__Text block__:
>>>>>
AI Article Synopsis

  • Patients with schizophrenia have difficulty integrating visual features into coherent objects, which is linked to disrupted brain oscillatory activities.
  • This study recorded EEG from both healthy individuals and schizophrenia patients while they viewed a motion stimulus designed to provoke differing perceptions.
  • The findings showed lower delta and theta oscillatory synchronizations in patients, highlighting impairments in their motion perception processing compared to healthy controls.

Article Abstract

Patients with schizophrenia show impairment in binding stimulus features into coherent objects, which are reflected in disturbed oscillatory activities. This study aimed to identify disturbances in multiple oscillatory bands during perceptual organization of motion perception in patients with schizophrenia. EEG was recorded from healthy controls and patients with schizophrenia during continuous presentation of a motion stimulus which induces reversals between two exogenously generated perceptions. This stimulus was used to investigate differences in motion binding processes between healthy controls and patients with schizophrenia. EEG signals were transformed into frequency components by means of the Morlet wavelet transformation in order to analyse inter-trial coherences (ITC) in the delta (1-4 Hz), theta (4-7 Hz), alpha (8-12 Hz), and gamma (28-48 Hz) frequency bands during exogenous motion binding. Patients showed decreased delta-ITC in occipital and theta-ITC in central and parietal areas, while no significant differences were found for neither alpha nor gamma-ITCs. The present study provides one of the first insights on the oscillatory synchronizations related with the motion perception in schizophrenia. The ITC differences revealed alterations in the consistency of large-scale integration and transfer functions in patients with schizophrenia.
<<<<<
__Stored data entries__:
>>>>>
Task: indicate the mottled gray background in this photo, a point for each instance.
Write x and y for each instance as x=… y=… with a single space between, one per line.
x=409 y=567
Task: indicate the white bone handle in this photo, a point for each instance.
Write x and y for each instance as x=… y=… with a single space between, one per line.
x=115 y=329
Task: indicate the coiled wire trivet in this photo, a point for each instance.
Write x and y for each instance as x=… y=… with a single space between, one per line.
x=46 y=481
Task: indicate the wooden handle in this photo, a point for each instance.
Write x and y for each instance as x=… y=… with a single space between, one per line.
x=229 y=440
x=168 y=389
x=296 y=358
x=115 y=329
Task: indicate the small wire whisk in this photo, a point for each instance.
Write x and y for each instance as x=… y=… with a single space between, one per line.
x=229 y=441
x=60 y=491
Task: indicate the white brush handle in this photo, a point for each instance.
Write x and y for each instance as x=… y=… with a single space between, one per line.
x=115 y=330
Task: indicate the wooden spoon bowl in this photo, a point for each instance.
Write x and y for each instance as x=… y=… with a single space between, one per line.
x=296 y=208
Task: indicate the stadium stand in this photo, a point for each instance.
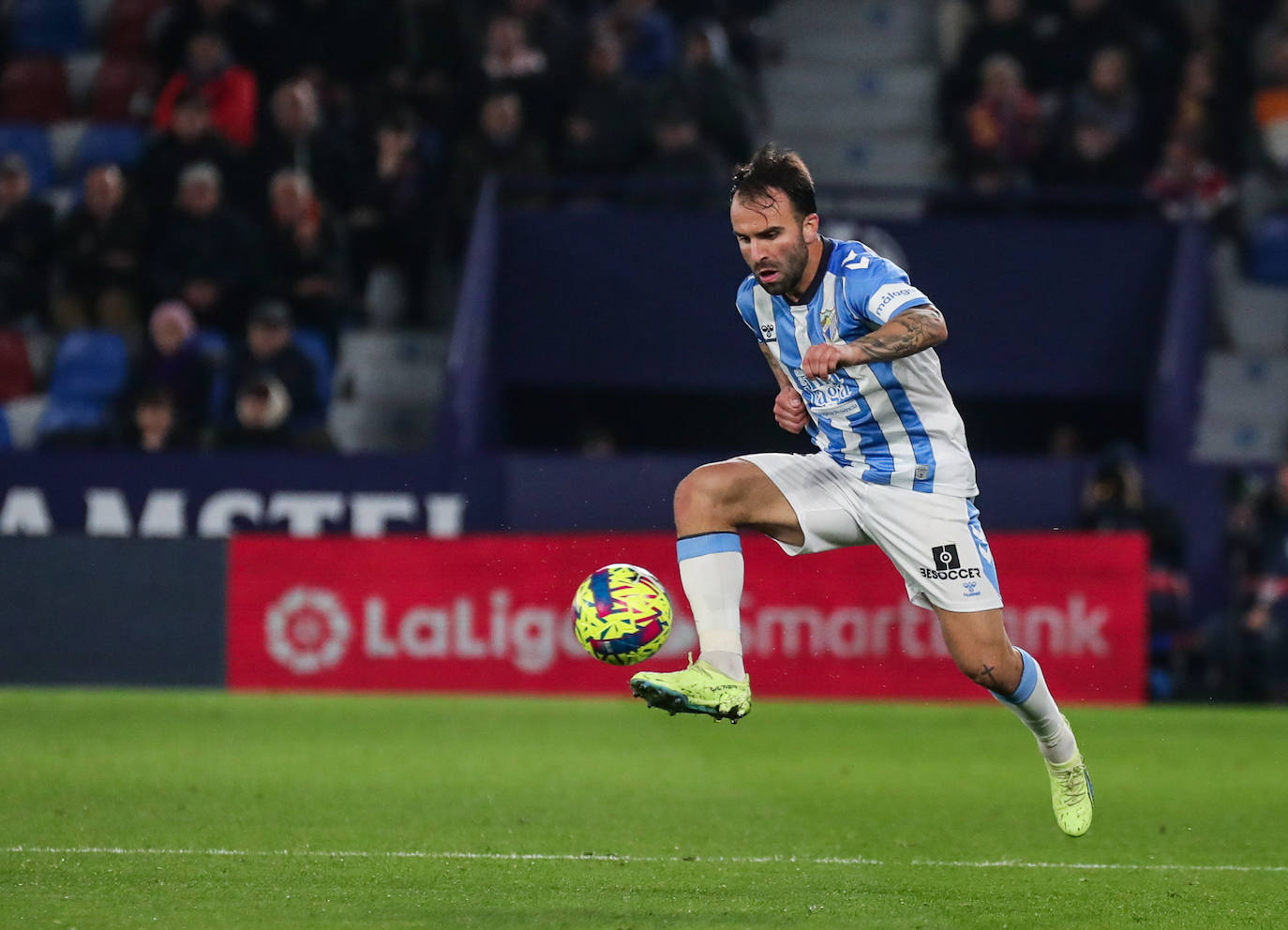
<<<<<
__Action item 1__: List every frequency band named in the schizophrenia EEG text, with its range in hertz.
__Action item 2__: According to the schizophrenia EEG text, in which brain areas did patients show decreased theta-ITC?

__Task solution 1__: Delta (1-4 Hz), theta (4-7 Hz), alpha (8-12 Hz), gamma (28-48 Hz)

__Task solution 2__: Central and parietal areas.